### Material provided
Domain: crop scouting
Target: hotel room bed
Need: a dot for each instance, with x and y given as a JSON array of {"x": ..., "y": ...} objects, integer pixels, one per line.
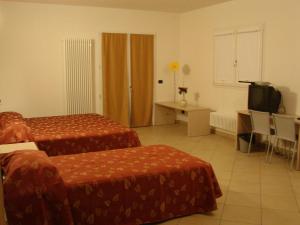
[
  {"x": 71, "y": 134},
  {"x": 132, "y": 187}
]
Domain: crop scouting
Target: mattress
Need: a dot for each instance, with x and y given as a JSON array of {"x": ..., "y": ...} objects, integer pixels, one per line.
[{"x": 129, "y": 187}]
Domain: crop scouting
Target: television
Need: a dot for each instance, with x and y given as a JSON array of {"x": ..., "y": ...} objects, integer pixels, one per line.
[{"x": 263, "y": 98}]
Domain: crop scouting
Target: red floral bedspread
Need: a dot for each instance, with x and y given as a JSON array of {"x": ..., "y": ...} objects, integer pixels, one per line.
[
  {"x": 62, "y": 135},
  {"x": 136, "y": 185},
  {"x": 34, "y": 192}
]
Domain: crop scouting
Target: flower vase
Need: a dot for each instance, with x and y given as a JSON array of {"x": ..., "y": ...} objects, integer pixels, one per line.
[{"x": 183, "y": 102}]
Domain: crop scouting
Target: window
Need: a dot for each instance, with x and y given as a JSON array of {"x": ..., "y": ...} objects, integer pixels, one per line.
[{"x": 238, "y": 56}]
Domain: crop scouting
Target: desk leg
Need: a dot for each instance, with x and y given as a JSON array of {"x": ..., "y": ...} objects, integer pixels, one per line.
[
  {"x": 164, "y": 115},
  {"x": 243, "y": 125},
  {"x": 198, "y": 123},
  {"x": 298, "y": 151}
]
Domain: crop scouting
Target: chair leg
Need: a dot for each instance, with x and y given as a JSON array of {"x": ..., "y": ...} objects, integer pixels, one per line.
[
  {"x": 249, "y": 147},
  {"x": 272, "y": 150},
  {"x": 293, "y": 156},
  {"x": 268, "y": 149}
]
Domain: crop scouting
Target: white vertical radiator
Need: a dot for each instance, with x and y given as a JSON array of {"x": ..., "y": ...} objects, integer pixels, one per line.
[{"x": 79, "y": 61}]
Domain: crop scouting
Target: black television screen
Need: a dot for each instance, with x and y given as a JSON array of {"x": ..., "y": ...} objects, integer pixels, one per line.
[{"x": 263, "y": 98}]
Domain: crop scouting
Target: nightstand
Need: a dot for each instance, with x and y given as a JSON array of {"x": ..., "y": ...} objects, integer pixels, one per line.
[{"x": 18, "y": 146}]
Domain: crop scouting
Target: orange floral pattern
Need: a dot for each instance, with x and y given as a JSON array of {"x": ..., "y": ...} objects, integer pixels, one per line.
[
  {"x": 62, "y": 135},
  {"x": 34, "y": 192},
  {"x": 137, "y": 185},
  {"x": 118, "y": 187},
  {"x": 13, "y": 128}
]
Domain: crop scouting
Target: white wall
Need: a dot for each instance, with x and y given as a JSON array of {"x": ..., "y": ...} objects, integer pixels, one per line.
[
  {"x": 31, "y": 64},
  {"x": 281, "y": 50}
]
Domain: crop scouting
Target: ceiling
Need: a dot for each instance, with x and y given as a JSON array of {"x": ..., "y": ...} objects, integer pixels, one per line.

### Exercise instructions
The data above should be repeated exactly, minus any pictures.

### Exercise output
Domain: crop scouting
Target: hotel room bed
Need: a dot for each instance, with x and y given as a JSON array of {"x": ..., "y": ...} objects, integer pixels, one per line.
[
  {"x": 71, "y": 134},
  {"x": 132, "y": 187}
]
Domain: crop scouting
Target: mattress
Need: a dot for each instance, with x and y given as a JSON array of {"x": ..., "y": ...} objects, integer pixels, one per line.
[{"x": 129, "y": 187}]
Domain: crop scouting
Target: television
Need: a dot for each instance, with x and y given as a JSON array of {"x": ..., "y": ...} objects, integer pixels, one per line.
[{"x": 263, "y": 98}]
Domain: crop scouting
Target: red floral bedspread
Need: a dot for each instance, with x and y given as a JSON array of {"x": ..., "y": ...} objects, integer pixels, one per line.
[
  {"x": 62, "y": 135},
  {"x": 136, "y": 185},
  {"x": 34, "y": 192}
]
Domain: crop scouting
Target: flower vase
Need: a dot for each instance, with x and y given as a JSON array of {"x": ..., "y": ...} objects, integer pixels, one per line.
[{"x": 183, "y": 102}]
Domain: crop scouting
Target: window
Need: a dot for each instance, with x and y given as a JSON array of {"x": ..., "y": ...} objects, integer pixels, one per line.
[{"x": 238, "y": 56}]
Domain: crop scouting
Target: desk leg
Need: a dot for each instance, with x and y given as a JSON array of {"x": ..., "y": ...} objects, integer pixels, one per line.
[
  {"x": 164, "y": 115},
  {"x": 243, "y": 125},
  {"x": 198, "y": 123},
  {"x": 298, "y": 151}
]
Domain: crop scouting
Target: chair leg
Need: a dot for each instance, with x and y given as a JSON array of {"x": ..., "y": ...} objects, integer pixels, one per line.
[
  {"x": 249, "y": 147},
  {"x": 272, "y": 150},
  {"x": 293, "y": 156},
  {"x": 268, "y": 149}
]
Domain: crop scouting
Target: white vertical radiator
Need: a dot for each instance, with x and y given as a JSON array of {"x": ..., "y": ...} objects, integer pixels, one per line.
[{"x": 79, "y": 61}]
Domain: crop scouting
Target: black television screen
Need: a dot for each instance, with x and y given as a JSON array of {"x": ..., "y": ...} objects, integer pixels, one per line.
[{"x": 263, "y": 98}]
Domain: crop scouting
Target: nightstand
Need: a dot for each instance, with x and y given as a JSON array of {"x": ..., "y": ...} objects, integer pixels, one per line.
[{"x": 18, "y": 146}]
Domain: crop scouting
Target: orange floral pattern
Need: a dot for each instance, with x and y given as a JSON array of {"x": ..., "y": ...} objects, integer pixels, one per line.
[
  {"x": 62, "y": 135},
  {"x": 34, "y": 192},
  {"x": 137, "y": 185},
  {"x": 118, "y": 187},
  {"x": 13, "y": 128}
]
Domain: crop scouting
Target: white wall
Need: a dot for each instance, with x and y given as a JSON array of {"x": ..., "y": ...} objects, integer pixels, one per line.
[
  {"x": 31, "y": 64},
  {"x": 281, "y": 50}
]
Domain: crop scouting
Target: ceiling
Need: a dot for each instance, with x and y given as a JSON array of {"x": ..., "y": ...} objects, integer pixels, one per line.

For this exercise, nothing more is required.